Task requirements. Collect every line of the data below that contains the string "background".

___ Data section

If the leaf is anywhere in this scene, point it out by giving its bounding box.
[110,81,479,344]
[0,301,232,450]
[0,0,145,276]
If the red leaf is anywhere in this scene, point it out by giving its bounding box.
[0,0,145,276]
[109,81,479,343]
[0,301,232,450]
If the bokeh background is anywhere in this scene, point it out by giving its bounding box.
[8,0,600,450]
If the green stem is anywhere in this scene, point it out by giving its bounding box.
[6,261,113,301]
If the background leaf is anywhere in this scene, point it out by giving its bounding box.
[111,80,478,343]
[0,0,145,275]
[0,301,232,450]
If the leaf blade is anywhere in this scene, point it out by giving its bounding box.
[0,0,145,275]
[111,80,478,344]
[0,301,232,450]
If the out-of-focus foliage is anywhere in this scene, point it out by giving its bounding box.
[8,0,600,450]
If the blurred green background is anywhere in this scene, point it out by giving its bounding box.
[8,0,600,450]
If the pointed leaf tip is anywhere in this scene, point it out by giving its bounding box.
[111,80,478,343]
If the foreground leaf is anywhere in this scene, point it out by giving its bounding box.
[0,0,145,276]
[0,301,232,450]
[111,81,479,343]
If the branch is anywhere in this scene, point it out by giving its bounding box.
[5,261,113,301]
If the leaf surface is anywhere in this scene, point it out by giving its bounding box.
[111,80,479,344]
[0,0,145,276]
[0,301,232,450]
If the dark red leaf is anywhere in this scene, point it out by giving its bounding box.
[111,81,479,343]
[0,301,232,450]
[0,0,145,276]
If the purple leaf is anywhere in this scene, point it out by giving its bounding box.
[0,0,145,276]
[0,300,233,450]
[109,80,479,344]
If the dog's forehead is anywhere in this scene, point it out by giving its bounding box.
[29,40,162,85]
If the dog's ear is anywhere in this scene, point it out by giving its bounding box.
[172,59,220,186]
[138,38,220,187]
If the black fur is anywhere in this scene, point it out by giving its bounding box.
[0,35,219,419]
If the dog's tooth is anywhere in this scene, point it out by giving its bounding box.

______

Written answer.
If the bokeh background is anywhere in this scene, point it out by giving its bounding box.
If the background leaf is anywhere in this scene, point it out by giving its bounding box.
If the blurred green background is anywhere in this scene, point it out by giving its bounding box.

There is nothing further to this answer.